[Stored records]
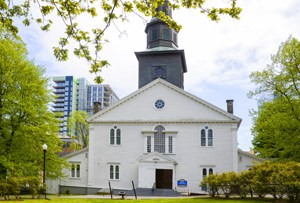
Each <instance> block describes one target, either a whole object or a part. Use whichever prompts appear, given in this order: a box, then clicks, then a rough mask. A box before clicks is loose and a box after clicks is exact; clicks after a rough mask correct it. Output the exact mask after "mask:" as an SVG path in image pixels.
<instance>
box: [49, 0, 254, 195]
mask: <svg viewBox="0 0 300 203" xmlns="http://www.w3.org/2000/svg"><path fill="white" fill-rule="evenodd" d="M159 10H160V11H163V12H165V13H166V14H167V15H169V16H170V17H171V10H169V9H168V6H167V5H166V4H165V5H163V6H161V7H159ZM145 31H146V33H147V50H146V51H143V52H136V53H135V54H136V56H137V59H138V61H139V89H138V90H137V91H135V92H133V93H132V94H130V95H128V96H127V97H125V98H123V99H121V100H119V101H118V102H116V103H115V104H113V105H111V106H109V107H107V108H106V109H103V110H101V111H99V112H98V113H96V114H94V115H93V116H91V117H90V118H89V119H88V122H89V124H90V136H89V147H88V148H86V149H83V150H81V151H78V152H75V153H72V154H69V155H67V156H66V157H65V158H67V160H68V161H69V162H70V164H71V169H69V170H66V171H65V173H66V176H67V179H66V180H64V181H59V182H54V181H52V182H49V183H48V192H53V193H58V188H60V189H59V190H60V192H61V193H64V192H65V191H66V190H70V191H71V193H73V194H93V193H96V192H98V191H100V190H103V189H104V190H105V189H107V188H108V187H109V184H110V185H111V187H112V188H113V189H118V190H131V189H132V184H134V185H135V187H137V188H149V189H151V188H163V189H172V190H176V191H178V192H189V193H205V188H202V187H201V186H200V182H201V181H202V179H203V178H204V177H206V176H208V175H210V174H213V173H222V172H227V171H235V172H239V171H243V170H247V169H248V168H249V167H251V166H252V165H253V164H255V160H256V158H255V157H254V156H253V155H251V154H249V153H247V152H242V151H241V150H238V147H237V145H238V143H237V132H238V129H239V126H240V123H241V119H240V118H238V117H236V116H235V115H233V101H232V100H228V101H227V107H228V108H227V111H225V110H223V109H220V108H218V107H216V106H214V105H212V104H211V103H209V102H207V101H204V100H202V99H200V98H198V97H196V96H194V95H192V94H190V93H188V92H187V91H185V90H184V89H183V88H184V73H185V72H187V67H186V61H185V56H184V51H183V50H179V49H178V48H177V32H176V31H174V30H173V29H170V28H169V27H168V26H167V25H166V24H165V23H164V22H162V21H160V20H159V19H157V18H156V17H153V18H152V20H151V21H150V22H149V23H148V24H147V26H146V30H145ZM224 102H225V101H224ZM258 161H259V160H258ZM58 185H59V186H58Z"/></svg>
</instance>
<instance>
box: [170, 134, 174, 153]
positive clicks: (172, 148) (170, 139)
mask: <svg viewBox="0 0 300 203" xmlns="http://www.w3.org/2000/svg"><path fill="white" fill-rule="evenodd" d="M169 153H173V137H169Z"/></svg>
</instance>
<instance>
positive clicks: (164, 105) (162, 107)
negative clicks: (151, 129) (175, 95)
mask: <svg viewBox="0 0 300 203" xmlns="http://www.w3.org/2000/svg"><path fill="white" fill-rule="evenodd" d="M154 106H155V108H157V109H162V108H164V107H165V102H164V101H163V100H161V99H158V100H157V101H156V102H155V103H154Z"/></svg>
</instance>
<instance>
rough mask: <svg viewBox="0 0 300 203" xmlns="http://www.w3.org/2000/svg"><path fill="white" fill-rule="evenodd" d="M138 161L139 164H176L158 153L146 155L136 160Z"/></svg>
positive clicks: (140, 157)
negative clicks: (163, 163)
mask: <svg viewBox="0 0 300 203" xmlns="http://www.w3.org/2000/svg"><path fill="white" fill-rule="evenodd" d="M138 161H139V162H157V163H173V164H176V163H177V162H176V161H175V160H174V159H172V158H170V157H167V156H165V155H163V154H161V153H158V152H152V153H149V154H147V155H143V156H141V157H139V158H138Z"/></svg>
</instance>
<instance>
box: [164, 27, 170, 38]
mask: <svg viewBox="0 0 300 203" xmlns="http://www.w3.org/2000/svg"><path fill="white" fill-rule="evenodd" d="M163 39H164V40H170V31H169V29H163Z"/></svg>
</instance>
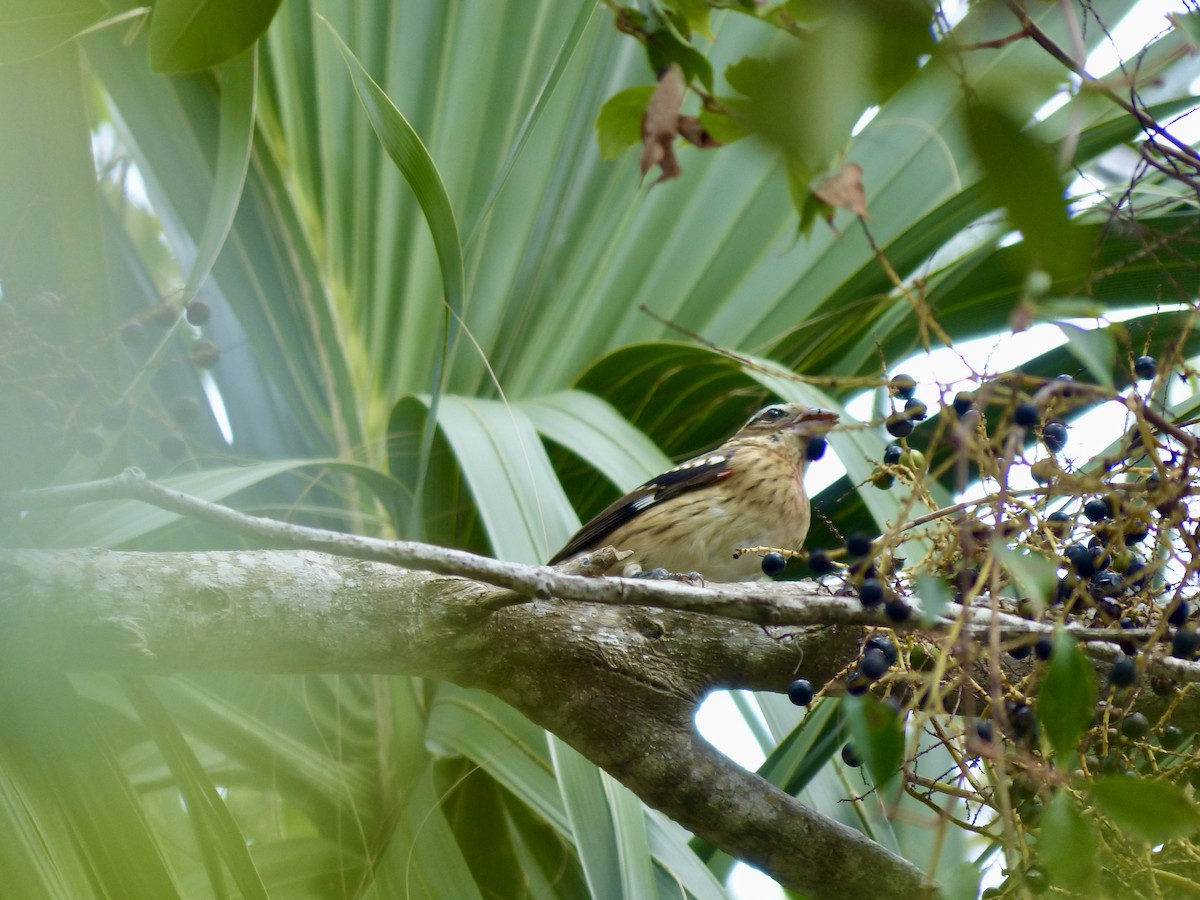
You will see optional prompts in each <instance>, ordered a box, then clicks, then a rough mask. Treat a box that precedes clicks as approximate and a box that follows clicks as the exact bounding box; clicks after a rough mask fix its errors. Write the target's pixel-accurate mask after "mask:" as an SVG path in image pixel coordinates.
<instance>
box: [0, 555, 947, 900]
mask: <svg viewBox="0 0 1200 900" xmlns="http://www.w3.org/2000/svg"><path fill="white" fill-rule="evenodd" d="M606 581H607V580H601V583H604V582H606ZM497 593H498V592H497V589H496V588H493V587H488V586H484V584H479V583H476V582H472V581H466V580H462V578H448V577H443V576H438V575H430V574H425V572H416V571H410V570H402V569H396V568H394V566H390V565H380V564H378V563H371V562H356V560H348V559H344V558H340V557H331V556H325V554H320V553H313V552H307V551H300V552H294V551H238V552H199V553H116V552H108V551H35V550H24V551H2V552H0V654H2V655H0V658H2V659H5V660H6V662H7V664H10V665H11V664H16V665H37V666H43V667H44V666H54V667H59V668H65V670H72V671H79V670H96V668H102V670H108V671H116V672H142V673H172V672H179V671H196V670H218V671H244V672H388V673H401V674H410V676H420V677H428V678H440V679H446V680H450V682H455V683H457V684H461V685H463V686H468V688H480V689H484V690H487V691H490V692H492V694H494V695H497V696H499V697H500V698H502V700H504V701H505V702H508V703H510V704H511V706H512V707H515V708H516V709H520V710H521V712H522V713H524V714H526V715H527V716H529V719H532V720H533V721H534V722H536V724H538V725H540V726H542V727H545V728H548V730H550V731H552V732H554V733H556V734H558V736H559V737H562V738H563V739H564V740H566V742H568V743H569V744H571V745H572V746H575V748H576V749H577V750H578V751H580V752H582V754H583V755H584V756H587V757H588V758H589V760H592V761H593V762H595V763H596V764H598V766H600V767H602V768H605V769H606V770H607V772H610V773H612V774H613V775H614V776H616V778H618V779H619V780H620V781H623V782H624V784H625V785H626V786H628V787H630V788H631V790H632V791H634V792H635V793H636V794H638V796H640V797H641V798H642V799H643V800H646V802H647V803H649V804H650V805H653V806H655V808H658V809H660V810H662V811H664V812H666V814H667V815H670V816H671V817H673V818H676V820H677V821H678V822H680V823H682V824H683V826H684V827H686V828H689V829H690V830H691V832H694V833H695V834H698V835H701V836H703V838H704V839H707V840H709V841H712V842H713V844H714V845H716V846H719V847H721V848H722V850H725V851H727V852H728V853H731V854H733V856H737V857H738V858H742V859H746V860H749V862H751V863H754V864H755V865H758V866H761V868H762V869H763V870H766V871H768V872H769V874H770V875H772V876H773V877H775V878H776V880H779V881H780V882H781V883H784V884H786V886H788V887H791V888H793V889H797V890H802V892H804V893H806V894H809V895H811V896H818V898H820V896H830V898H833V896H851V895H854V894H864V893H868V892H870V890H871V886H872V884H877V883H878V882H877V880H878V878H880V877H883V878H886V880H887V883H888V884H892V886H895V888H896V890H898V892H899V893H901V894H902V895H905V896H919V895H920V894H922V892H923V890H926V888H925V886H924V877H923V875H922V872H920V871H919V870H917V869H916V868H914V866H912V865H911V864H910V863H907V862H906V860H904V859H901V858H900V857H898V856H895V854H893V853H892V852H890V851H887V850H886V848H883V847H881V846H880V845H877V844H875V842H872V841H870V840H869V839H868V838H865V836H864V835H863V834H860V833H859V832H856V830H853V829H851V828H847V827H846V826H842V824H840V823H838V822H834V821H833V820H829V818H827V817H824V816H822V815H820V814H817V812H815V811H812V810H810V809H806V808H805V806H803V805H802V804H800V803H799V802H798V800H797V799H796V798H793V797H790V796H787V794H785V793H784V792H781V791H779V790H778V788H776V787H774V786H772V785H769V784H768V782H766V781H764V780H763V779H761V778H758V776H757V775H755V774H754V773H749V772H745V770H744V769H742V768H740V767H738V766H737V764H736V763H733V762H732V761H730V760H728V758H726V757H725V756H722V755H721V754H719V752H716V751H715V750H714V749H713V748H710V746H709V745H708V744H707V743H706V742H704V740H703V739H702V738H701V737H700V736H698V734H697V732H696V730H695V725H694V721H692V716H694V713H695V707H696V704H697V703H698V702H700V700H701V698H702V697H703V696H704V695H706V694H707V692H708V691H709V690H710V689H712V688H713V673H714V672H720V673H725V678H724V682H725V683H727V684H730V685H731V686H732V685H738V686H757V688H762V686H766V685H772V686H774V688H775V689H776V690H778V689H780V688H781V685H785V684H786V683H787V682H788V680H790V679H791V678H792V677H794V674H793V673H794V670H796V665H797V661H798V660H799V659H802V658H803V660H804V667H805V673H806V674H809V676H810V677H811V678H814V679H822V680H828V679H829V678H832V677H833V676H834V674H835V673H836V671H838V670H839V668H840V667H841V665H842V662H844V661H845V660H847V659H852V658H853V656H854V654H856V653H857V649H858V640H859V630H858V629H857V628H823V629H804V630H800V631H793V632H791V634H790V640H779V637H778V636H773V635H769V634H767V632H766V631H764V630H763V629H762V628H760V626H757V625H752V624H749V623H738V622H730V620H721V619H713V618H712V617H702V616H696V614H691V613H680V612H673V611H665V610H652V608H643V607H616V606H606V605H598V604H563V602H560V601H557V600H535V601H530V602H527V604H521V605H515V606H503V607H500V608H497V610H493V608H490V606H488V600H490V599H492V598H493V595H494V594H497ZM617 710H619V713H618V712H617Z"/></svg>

== Problem requirements ==
Count the lines in the entries above that contain the string "negative", matching case exactly, and reply with only that number.

== Output for this exercise ==
2